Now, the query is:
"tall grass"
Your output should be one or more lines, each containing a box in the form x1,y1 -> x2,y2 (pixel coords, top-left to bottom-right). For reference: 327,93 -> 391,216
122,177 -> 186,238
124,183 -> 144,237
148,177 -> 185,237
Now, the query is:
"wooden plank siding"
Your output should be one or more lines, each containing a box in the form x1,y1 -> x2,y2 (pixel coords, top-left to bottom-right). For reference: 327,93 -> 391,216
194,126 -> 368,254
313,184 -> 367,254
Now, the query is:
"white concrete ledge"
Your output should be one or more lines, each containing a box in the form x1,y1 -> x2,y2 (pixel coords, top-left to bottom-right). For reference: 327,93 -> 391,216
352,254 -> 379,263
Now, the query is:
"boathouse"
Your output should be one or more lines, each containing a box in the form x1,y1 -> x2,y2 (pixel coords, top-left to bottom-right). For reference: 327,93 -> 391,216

____

> Exercise goal: Transcribe every entry exactly.

> Result:
Now, the query is:
"tall grass"
Your output should be one or more lines, each containing a box in the form x1,y1 -> x2,y2 (pixel coords, top-left to bottom-right). For reference: 327,93 -> 391,216
122,177 -> 186,238
124,183 -> 144,237
148,177 -> 185,237
Now, the query is:
"wooden plank siding"
Your output should be one or more lines, each containing a box in the form x1,y1 -> x2,y2 (pixel coords, top-left to bottom-right). For reference: 327,93 -> 391,216
194,126 -> 368,254
313,184 -> 367,254
Now, the query is:
"white concrete ledge"
Your output should be one or more lines, each containing a box in the form x1,y1 -> x2,y2 (pixel coords, top-left to bottom-right). For reference: 327,93 -> 391,216
352,254 -> 379,263
Now, the query is:
"boathouse"
Your output should be one or more lines, each containing a box in the form x1,y1 -> x2,y2 (pixel coords, top-left to bottom-right). For reference: 327,93 -> 391,216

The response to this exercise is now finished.